Airborne regiment of the South African Artillery

The Steve Biko Artillery Regiment (formerly 18 Light Regiment) is an airborne artillery regiment of the South African Artillery.

==First Call Up (Camp): 1978==
Took place 13 November to 8 December 1978 at the Army Battle School at Lohatla. At the time the unit consisted of one Battery and a Regimental Headquarters. The regiment's initial intake consisted of the Operation Savannah veterans of 141 Battery of 14 Field Regiment and 41 Battery of 4 Field Regiment. None of the troops allocated to the unit were parachute qualified.

During 1979 the regiment secured the recruitment of a Signals Officer and a Regimental Sergeant Major.

The regiment was better positioned for its second training camp ‘Exercise Blinkspies 2’ (Shining Spear 2) which was held from 25 October 1979 to 24 November 1979. The Chief of the Army, Lieutenant General Constand Viljoen, visited the unit during this exercise.

### Task requirements
Can you update the airborne artillery regiment text by rewriting the stretch from "The regiment was" through "during this exercise." with "Chief of the Army" changed to "Army Chief"?

(Collection entries)
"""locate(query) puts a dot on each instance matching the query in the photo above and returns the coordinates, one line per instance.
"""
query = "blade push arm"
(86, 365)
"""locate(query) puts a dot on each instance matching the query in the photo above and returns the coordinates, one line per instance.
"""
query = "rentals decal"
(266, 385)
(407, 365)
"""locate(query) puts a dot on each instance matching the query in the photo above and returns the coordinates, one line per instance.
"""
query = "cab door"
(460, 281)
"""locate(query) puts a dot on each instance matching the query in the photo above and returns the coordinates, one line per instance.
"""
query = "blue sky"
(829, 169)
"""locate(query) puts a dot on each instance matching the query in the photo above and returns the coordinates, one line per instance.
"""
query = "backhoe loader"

==

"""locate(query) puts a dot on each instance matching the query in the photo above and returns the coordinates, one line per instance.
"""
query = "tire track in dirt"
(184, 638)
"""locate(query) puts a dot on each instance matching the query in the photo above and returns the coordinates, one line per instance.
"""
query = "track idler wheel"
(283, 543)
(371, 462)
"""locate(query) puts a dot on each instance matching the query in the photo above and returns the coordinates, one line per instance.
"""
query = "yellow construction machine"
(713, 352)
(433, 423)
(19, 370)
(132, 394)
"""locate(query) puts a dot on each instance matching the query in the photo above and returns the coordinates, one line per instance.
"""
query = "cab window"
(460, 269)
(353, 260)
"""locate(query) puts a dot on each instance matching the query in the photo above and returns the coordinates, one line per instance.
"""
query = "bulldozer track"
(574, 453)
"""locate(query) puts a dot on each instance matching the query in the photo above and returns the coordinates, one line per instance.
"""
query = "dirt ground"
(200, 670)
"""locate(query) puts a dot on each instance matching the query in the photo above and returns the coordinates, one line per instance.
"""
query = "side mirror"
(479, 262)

### Response to the exercise
The regiment was better positioned for its second training camp ‘Exercise Blinkspies 2’ (Shining Spear 2) which was held from 25 October 1979 to 24 November 1979. The Army Chief, Lieutenant General Constand Viljoen, visited the unit during this exercise.